# ROWS:
_ _ _ _ _ _ _
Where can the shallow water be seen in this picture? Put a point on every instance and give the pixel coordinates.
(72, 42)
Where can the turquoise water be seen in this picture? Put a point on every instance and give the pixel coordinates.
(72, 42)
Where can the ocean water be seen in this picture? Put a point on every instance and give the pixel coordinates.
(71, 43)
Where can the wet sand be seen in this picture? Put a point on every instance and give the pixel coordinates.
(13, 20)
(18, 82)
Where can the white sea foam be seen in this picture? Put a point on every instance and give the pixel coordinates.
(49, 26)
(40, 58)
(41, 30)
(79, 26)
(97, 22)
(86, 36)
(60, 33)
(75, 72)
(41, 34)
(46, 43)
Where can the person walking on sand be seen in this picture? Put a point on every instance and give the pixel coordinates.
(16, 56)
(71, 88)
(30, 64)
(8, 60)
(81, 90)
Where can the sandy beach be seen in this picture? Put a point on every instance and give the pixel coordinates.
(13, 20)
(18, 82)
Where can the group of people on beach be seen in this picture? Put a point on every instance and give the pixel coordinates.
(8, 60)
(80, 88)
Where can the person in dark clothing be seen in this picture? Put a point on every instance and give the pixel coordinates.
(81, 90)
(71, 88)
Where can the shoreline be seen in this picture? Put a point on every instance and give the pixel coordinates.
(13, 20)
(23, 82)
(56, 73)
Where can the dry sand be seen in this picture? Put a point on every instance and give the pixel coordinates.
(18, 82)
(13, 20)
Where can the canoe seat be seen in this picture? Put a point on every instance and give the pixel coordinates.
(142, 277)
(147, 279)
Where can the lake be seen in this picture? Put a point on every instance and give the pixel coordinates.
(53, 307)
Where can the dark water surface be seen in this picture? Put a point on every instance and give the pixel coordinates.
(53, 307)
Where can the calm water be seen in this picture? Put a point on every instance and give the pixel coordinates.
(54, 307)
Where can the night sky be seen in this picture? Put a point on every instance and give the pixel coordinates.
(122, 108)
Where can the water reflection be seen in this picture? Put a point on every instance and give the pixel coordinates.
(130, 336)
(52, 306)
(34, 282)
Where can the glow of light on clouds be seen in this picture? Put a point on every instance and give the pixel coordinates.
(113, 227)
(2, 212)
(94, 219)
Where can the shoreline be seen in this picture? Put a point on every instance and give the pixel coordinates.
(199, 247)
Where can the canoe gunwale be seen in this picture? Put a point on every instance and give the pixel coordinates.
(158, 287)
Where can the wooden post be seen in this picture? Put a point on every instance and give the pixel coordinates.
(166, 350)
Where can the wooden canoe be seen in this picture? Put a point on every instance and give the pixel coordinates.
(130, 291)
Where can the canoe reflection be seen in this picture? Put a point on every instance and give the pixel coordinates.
_ _ _ _ _ _ _
# STATED GOAL:
Copy every one of the lines above word for word, from the first through the last.

# EXERCISE ANSWER:
Where can the shallow water be seen in this picture? Put a point on every instance and give the pixel coordinates.
(72, 42)
Where can the turquoise water be seen in this picture? Put a point on every instance and give the pixel coordinates.
(72, 42)
Where can the ocean water be seen in this picture? Put a point on every instance and give the pixel coordinates.
(71, 43)
Where can the wet sand be seen in this picture? Put a point on every instance and give the pixel coordinates.
(13, 20)
(18, 82)
Where can the white sea foam be seen in this picture? Put a point on every instance and give the pixel coordinates.
(49, 26)
(40, 58)
(41, 30)
(79, 26)
(97, 22)
(86, 36)
(60, 33)
(75, 72)
(41, 34)
(46, 43)
Where can the person walking on sand be seen in this picture? Put a point on every instance and give the pixel coordinates.
(16, 56)
(71, 88)
(30, 64)
(8, 60)
(81, 90)
Where can the sandy beach be seen in this picture? Put a point on every instance and give the pixel coordinates.
(13, 20)
(18, 82)
Where can the group of people on beach be seen in this picture? Put a point on every instance and give the pixel coordinates.
(8, 60)
(80, 88)
Where can the person in dark clothing be seen in this picture? Put a point on every instance and give the pixel coordinates.
(81, 90)
(71, 88)
Where can the shoreline be seen in this picture? Put a point on every instance and give the pixel coordinates.
(13, 20)
(23, 82)
(56, 73)
Where can the dry sand be seen in this picture? Put a point on every instance and give the pixel coordinates.
(18, 82)
(13, 20)
Where can the canoe seat be seen in this picture? Put a point on every instance and give the pixel coordinates.
(142, 277)
(147, 279)
Where can the lake be seen in this picture? Put a point on every instance and give the pixel coordinates.
(53, 307)
Where can the dark water surface be seen in this picture? Put a point on every instance and give the pixel coordinates.
(53, 307)
Where can the calm water be seen in this picture? Put a point on every instance and give the pixel coordinates.
(54, 307)
Where can the night sky be seen in this picture? Put a point on every instance and give the pixel coordinates.
(122, 108)
Where can the water reflection be seen in this picture? Put a point on every instance and give the pixel coordinates.
(130, 336)
(52, 306)
(34, 282)
Where can the glow of light on clouds be seen in this picture? Put a point on every instance and give the pixel coordinates.
(113, 227)
(2, 212)
(94, 219)
Where can the shoreline be seen in this picture? Put a point on every instance and give the pixel coordinates.
(199, 247)
Where can the canoe gunwale be seen in this picture? Put a point on every instance and give the pixel coordinates.
(158, 287)
Where can the wooden post be seen in this picture? Put a point on every instance and give the pixel coordinates.
(166, 350)
Where can the wooden canoe be seen in this picture? Put a point on every instance and give the pixel coordinates.
(130, 291)
Where can the canoe reflection be seen in this picture? Put a point on every instance and give the pixel coordinates.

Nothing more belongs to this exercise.